- REQUIREMENT -
Convert the lines that follow into a JSON array of strings, one string per line, omitting blank lines.

- THE DATA -
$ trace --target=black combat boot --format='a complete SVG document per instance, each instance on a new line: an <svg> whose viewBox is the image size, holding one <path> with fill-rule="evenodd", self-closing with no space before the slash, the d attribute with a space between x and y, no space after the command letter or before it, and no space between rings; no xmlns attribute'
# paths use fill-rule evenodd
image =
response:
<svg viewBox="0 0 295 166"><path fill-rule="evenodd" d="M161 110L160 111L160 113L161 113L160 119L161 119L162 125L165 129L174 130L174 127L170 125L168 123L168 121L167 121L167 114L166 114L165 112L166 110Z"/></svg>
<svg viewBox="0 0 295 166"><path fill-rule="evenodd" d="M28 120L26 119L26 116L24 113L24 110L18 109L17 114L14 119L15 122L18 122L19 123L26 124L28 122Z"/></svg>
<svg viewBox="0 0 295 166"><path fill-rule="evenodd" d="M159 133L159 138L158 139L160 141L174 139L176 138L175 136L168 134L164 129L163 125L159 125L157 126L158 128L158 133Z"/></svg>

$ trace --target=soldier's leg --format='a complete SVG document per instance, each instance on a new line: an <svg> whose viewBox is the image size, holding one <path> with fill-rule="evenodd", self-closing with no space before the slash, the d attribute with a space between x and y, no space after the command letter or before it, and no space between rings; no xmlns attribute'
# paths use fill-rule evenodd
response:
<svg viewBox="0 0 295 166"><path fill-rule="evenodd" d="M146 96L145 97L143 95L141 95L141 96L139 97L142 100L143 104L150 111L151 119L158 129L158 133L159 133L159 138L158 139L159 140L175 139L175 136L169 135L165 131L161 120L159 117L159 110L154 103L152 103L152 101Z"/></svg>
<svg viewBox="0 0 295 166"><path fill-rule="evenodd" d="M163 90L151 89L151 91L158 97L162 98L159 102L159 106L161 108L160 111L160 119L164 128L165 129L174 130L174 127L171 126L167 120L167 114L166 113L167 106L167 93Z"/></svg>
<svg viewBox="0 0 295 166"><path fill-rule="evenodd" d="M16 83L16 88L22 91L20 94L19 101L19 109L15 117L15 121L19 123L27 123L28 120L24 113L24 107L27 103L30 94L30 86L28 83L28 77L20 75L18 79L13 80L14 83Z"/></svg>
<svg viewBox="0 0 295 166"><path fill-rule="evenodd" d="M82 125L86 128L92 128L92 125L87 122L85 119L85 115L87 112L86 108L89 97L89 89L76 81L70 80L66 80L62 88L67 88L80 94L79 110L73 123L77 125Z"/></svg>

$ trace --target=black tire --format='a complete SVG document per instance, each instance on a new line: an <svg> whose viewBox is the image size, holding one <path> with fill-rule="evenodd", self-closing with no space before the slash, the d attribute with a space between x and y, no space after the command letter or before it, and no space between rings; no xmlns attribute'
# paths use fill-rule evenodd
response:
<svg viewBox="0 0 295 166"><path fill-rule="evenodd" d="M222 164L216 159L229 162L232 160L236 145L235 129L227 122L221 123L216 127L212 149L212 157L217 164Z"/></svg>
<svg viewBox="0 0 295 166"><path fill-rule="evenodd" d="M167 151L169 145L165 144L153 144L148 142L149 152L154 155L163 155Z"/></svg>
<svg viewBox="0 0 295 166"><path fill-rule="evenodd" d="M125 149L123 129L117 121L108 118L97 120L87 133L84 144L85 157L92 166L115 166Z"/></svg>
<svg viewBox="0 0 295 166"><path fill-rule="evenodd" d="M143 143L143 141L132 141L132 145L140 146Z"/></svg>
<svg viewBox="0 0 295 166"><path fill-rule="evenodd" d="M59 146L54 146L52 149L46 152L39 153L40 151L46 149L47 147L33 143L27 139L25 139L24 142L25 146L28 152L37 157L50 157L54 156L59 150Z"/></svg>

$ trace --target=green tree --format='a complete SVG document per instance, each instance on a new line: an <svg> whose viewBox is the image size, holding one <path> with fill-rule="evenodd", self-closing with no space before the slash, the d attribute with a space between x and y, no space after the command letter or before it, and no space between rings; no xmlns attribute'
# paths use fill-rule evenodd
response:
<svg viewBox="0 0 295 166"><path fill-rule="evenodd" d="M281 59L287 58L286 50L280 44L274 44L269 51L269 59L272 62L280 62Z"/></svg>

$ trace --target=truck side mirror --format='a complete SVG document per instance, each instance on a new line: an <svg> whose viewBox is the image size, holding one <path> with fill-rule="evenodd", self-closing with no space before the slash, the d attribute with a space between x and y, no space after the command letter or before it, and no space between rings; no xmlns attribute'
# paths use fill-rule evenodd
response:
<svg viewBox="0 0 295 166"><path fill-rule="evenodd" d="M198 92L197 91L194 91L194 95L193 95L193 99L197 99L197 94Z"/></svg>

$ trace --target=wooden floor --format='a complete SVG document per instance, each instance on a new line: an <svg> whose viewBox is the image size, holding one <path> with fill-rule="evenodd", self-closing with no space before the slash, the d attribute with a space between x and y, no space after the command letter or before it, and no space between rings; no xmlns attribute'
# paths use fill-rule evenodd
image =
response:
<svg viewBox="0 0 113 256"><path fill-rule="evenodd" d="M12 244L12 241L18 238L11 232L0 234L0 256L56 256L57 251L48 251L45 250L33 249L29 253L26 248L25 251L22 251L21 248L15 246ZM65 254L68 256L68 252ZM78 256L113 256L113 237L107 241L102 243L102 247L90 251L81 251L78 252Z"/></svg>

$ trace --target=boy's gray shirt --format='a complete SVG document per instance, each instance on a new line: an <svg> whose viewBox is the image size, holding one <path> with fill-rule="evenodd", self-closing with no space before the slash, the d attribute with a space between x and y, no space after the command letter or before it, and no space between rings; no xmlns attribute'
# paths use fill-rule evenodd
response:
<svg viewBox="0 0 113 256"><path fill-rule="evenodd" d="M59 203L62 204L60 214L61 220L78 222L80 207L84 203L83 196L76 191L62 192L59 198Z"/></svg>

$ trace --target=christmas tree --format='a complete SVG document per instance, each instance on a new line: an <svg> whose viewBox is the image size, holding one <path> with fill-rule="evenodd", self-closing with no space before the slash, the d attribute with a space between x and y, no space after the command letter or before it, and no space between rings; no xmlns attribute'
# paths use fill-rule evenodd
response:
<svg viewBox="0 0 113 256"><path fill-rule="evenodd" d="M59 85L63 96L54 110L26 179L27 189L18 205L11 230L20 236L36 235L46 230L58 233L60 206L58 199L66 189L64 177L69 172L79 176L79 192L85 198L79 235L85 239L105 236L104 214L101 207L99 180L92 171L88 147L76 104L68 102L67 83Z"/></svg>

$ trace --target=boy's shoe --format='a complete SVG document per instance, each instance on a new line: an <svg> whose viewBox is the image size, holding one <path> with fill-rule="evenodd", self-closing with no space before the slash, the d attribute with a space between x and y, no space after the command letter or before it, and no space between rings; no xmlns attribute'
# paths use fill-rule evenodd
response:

- COMPLETED EXERCISE -
[
  "$ trace --target=black combat boot --format='a complete SVG document per instance, each instance on a new line: an <svg> whose viewBox is the image size, holding one <path> with fill-rule=\"evenodd\", self-closing with no space before the slash, the d attribute with a space between x and y, no space after the command letter or before it, and no space between rings; no xmlns attribute'",
  "# paths use fill-rule evenodd",
  "image =",
  "response:",
  "<svg viewBox=\"0 0 295 166\"><path fill-rule=\"evenodd\" d=\"M161 110L160 111L160 113L161 113L160 119L161 119L162 125L165 129L174 130L174 127L170 125L168 123L168 121L167 121L167 114L166 114L165 112L166 110Z\"/></svg>",
  "<svg viewBox=\"0 0 295 166\"><path fill-rule=\"evenodd\" d=\"M28 120L26 119L26 116L24 113L24 110L18 109L17 114L14 119L15 122L18 122L19 123L26 124L28 122Z\"/></svg>",
  "<svg viewBox=\"0 0 295 166\"><path fill-rule=\"evenodd\" d=\"M159 133L159 138L158 139L160 141L174 139L176 138L175 136L168 134L164 129L163 125L159 125L157 126L158 128L158 133Z\"/></svg>",
  "$ trace --target=soldier's leg --format='a complete SVG document per instance, each instance on a new line: an <svg> whose viewBox is the image size, holding one <path> with fill-rule=\"evenodd\", self-closing with no space before the slash, the d attribute with a space between x and y, no space after the command letter or before it, and no space between rings; no xmlns attribute'",
  "# paths use fill-rule evenodd",
  "response:",
  "<svg viewBox=\"0 0 295 166\"><path fill-rule=\"evenodd\" d=\"M146 96L145 97L143 95L141 95L141 96L139 97L142 100L143 104L150 111L151 119L158 129L158 133L159 133L159 138L158 139L159 140L175 139L175 136L169 135L165 131L161 120L159 117L159 110L154 103L152 103L152 101Z\"/></svg>",
  "<svg viewBox=\"0 0 295 166\"><path fill-rule=\"evenodd\" d=\"M163 90L151 89L151 91L158 97L162 98L159 102L159 106L161 108L160 111L160 119L164 128L165 129L174 130L174 127L171 126L167 120L167 114L166 113L167 106L167 93Z\"/></svg>",
  "<svg viewBox=\"0 0 295 166\"><path fill-rule=\"evenodd\" d=\"M16 83L16 88L22 91L20 94L19 101L19 109L15 117L15 121L19 123L27 123L28 120L24 113L24 107L27 103L30 94L30 86L28 83L28 77L20 75L18 79L13 80L14 83Z\"/></svg>",
  "<svg viewBox=\"0 0 295 166\"><path fill-rule=\"evenodd\" d=\"M82 125L86 128L92 128L92 125L87 122L85 119L85 115L87 112L86 108L89 97L89 89L76 81L70 80L66 80L62 88L67 88L80 94L79 110L73 123L77 125Z\"/></svg>",
  "$ trace --target=black tire --format='a complete SVG document per instance, each instance on a new line: an <svg> whose viewBox is the image size, holding one <path> with fill-rule=\"evenodd\", self-closing with no space before the slash, the d attribute with a space between x and y, no space after the command letter or before it, and no space between rings; no xmlns attribute'",
  "# paths use fill-rule evenodd",
  "response:",
  "<svg viewBox=\"0 0 295 166\"><path fill-rule=\"evenodd\" d=\"M222 164L216 159L229 162L232 160L236 145L235 129L227 122L221 123L216 127L212 149L212 157L217 164Z\"/></svg>",
  "<svg viewBox=\"0 0 295 166\"><path fill-rule=\"evenodd\" d=\"M167 151L169 145L165 144L153 144L148 142L149 152L154 155L163 155Z\"/></svg>",
  "<svg viewBox=\"0 0 295 166\"><path fill-rule=\"evenodd\" d=\"M125 149L123 129L117 121L108 118L97 120L87 133L84 144L85 157L92 166L115 166Z\"/></svg>",
  "<svg viewBox=\"0 0 295 166\"><path fill-rule=\"evenodd\" d=\"M143 143L143 141L132 141L132 145L140 146Z\"/></svg>",
  "<svg viewBox=\"0 0 295 166\"><path fill-rule=\"evenodd\" d=\"M59 146L54 146L52 149L46 152L39 153L40 151L46 149L47 147L33 143L27 139L25 139L24 142L25 146L28 152L37 157L50 157L54 156L59 150Z\"/></svg>",
  "$ trace --target=green tree --format='a complete SVG document per instance, each instance on a new line: an <svg> whose viewBox is the image size, holding one <path> with fill-rule=\"evenodd\", self-closing with no space before the slash, the d attribute with a space between x and y, no space after the command letter or before it, and no space between rings; no xmlns attribute'",
  "# paths use fill-rule evenodd",
  "response:",
  "<svg viewBox=\"0 0 295 166\"><path fill-rule=\"evenodd\" d=\"M281 59L287 58L286 50L280 44L274 44L269 51L269 59L272 62L280 62Z\"/></svg>",
  "$ trace --target=truck side mirror --format='a complete SVG document per instance, each instance on a new line: an <svg> whose viewBox is the image size, holding one <path> with fill-rule=\"evenodd\", self-closing with no space before the slash, the d attribute with a space between x and y, no space after the command letter or before it, and no space between rings; no xmlns attribute'",
  "# paths use fill-rule evenodd",
  "response:",
  "<svg viewBox=\"0 0 295 166\"><path fill-rule=\"evenodd\" d=\"M198 92L197 91L194 91L194 95L193 95L193 99L197 99L197 94Z\"/></svg>",
  "$ trace --target=wooden floor --format='a complete SVG document per instance, each instance on a new line: an <svg> whose viewBox is the image size, holding one <path> with fill-rule=\"evenodd\", self-closing with no space before the slash, the d attribute with a space between x and y, no space after the command letter or before it, and no space between rings; no xmlns attribute'",
  "# paths use fill-rule evenodd",
  "image =",
  "response:",
  "<svg viewBox=\"0 0 113 256\"><path fill-rule=\"evenodd\" d=\"M12 244L12 241L18 238L11 232L0 234L0 256L56 256L57 251L48 251L45 250L33 249L29 253L26 248L25 251L22 251L21 248L15 246ZM65 254L68 256L68 252ZM78 256L113 256L113 237L107 241L102 243L102 247L90 251L81 251L78 252Z\"/></svg>",
  "$ trace --target=boy's gray shirt --format='a complete SVG document per instance, each instance on a new line: an <svg> whose viewBox is the image size, holding one <path> with fill-rule=\"evenodd\", self-closing with no space before the slash, the d attribute with a space between x and y, no space after the command letter or before it, and no space between rings; no xmlns attribute'",
  "# paths use fill-rule evenodd",
  "response:",
  "<svg viewBox=\"0 0 113 256\"><path fill-rule=\"evenodd\" d=\"M59 203L62 204L60 214L61 220L78 222L80 207L84 203L83 196L76 191L62 192L59 198Z\"/></svg>",
  "$ trace --target=christmas tree --format='a complete SVG document per instance, each instance on a new line: an <svg> whose viewBox is the image size, holding one <path> with fill-rule=\"evenodd\", self-closing with no space before the slash, the d attribute with a space between x and y, no space after the command letter or before it, and no space between rings; no xmlns attribute'",
  "# paths use fill-rule evenodd",
  "response:",
  "<svg viewBox=\"0 0 113 256\"><path fill-rule=\"evenodd\" d=\"M59 85L63 96L54 110L26 179L27 189L18 205L11 230L20 236L36 235L46 230L58 233L60 206L58 199L66 189L64 177L69 172L79 176L79 192L85 198L79 235L85 239L105 236L104 214L101 207L99 180L92 171L88 147L76 104L68 102L67 83Z\"/></svg>",
  "$ trace --target=boy's shoe --format='a complete SVG document per instance, each instance on a new line: an <svg> whose viewBox is the image size, holding one <path> with fill-rule=\"evenodd\", self-closing with no space before the slash, the d attribute with a space between x and y, no space after the command letter or before it, and no space between rings; no xmlns attribute'",
  "# paths use fill-rule evenodd",
  "response:"
]